╭─ Source excerpt
See how clutterless it seems now? Look, i don't have any reviews in my profile right now, nor i have any authority over you to point out errors, it's just my suggestion and i like giving it away  



Spoiler



+repped your review


----------



## ajaybc (Apr 10, 2012)

^ Thank You. I have edited my post


----------



## desiJATT (Apr 10, 2012)

great dude


----------



## a2mn2002 (Apr 10, 2012)

wow it has Wall Mount !!!!


----------



## samiryadav (Apr 16, 2012)

congrats on your purchase.

2 things i would like to know about this monitor.

1.response time? do you feel any Lag while playing @ full HD high bit rate videos(above 10GB ).

2.where  do you purchased it?

i am also willing to buy it soon


----------



## Jripper (Jun 26, 2012)

Does this monitor have ghosting? I am planning to buy this but am worried about the ghosting in it,if any


----------



## ajaybc (Jun 27, 2012)

No I didn't notice any ghosting. The base stand is the only stupid thing about this monitor. Everything else has been perfect for me.


----------



## rajan1311 (Jun 27, 2012)

hey buddy can you please PM me from where you got this monitor?


----------



## Revolution (Sep 7, 2012)

Thanks for the review!
Can anyone tell me the current price of this monitor in Kolkata ?
I'm LF a cheap monitor for gaming.
Sadly my budget is 8K. 
Only  AOC i2251FW is 8K.


----------



## Revolution (Sep 20, 2012)

This monitor was not available at any shop at Chandni,Kolkata except Supreme but no Demo available.


----------



## Jripper (Sep 20, 2012)

^ CHeck M.D computers. I found the 21 inch there for 8.1 k and the 23 inch for 8.7k.


----------



## Revolution (Sep 21, 2012)

Jripper said:


> 23 inch for 8.7k.



23" IPS @8.7K ?
R u sure ?
Which model ?
Cos I already checked MD(Palash) they don't have any LG IPS.
Only have AOC i2251Fwe @8K+,AOC i2353PH @11K+ & Dell U2312HM @15K+.
No Dell Dell U2410 or Dell U2412 were available.


----------



## Jripper (Sep 21, 2012)

Yes I am absolutely sure. And palash himself told me the prices of the 21 and 23 inch. Just a few months back when I bought my own monitor and cabby from them.

And the models are the same too.
Initially he told me too that LG monitors were not available but later called someone and asked him and found out that both monitors were available.


----------



## Revolution (Sep 22, 2012)
╰─
### Instructions to follow
Using the monitor thread above, list each distinct username that heads a post, naming each one only once.
╭─ Dataset excerpts
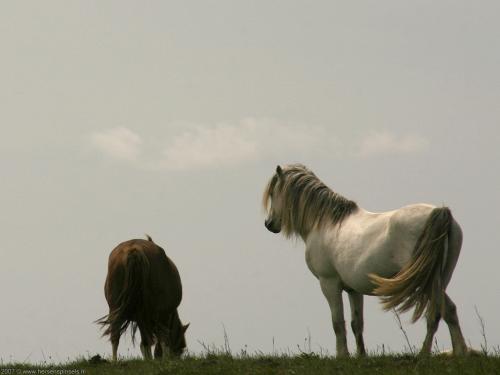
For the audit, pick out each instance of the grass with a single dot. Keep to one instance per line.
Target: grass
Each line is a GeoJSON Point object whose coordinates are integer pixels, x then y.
{"type": "Point", "coordinates": [305, 363]}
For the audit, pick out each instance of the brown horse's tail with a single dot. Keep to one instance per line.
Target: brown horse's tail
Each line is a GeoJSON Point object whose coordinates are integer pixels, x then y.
{"type": "Point", "coordinates": [419, 284]}
{"type": "Point", "coordinates": [132, 300]}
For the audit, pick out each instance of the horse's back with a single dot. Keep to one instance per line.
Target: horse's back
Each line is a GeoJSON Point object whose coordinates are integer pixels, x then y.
{"type": "Point", "coordinates": [368, 242]}
{"type": "Point", "coordinates": [163, 284]}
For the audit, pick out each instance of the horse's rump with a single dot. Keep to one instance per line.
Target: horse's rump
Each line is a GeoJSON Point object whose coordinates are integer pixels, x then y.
{"type": "Point", "coordinates": [419, 284]}
{"type": "Point", "coordinates": [126, 292]}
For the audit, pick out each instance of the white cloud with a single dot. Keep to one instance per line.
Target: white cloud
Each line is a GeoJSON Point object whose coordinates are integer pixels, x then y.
{"type": "Point", "coordinates": [226, 145]}
{"type": "Point", "coordinates": [385, 143]}
{"type": "Point", "coordinates": [118, 143]}
{"type": "Point", "coordinates": [252, 139]}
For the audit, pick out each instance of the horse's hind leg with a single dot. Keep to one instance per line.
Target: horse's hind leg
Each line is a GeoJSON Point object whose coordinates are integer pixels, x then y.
{"type": "Point", "coordinates": [332, 290]}
{"type": "Point", "coordinates": [115, 338]}
{"type": "Point", "coordinates": [146, 342]}
{"type": "Point", "coordinates": [432, 326]}
{"type": "Point", "coordinates": [356, 302]}
{"type": "Point", "coordinates": [451, 318]}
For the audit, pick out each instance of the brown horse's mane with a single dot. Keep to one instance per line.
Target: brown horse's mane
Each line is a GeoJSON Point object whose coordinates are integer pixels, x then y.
{"type": "Point", "coordinates": [307, 201]}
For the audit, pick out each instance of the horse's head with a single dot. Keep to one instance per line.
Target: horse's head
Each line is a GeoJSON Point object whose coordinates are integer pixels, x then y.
{"type": "Point", "coordinates": [273, 202]}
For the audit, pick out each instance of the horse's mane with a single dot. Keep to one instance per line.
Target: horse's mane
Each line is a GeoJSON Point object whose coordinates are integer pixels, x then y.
{"type": "Point", "coordinates": [307, 202]}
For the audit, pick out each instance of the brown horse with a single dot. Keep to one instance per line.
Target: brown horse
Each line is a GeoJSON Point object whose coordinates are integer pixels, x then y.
{"type": "Point", "coordinates": [143, 289]}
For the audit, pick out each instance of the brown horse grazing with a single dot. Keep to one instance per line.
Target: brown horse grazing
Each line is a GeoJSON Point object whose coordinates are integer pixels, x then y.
{"type": "Point", "coordinates": [143, 288]}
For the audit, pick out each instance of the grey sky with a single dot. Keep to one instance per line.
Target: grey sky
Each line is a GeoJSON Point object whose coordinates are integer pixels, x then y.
{"type": "Point", "coordinates": [121, 118]}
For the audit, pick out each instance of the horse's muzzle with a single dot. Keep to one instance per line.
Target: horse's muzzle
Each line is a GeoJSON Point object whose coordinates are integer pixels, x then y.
{"type": "Point", "coordinates": [270, 226]}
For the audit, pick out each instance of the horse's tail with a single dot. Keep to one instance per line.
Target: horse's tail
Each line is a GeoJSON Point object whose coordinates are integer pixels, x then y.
{"type": "Point", "coordinates": [419, 284]}
{"type": "Point", "coordinates": [132, 300]}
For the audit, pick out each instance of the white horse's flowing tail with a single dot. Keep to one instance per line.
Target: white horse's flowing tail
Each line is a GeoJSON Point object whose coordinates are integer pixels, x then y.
{"type": "Point", "coordinates": [419, 284]}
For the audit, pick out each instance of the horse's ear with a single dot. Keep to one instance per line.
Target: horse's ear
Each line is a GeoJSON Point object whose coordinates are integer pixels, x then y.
{"type": "Point", "coordinates": [279, 171]}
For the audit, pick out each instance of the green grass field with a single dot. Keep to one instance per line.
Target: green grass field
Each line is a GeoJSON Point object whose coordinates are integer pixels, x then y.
{"type": "Point", "coordinates": [301, 364]}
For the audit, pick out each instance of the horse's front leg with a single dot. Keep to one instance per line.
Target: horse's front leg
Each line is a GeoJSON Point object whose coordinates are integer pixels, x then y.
{"type": "Point", "coordinates": [332, 289]}
{"type": "Point", "coordinates": [356, 302]}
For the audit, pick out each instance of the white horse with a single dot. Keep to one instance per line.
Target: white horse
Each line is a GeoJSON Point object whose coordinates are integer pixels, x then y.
{"type": "Point", "coordinates": [405, 256]}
╰─
### Response
ajaybc, desiJATT, a2mn2002, samiryadav, Jripper, rajan1311, Revolution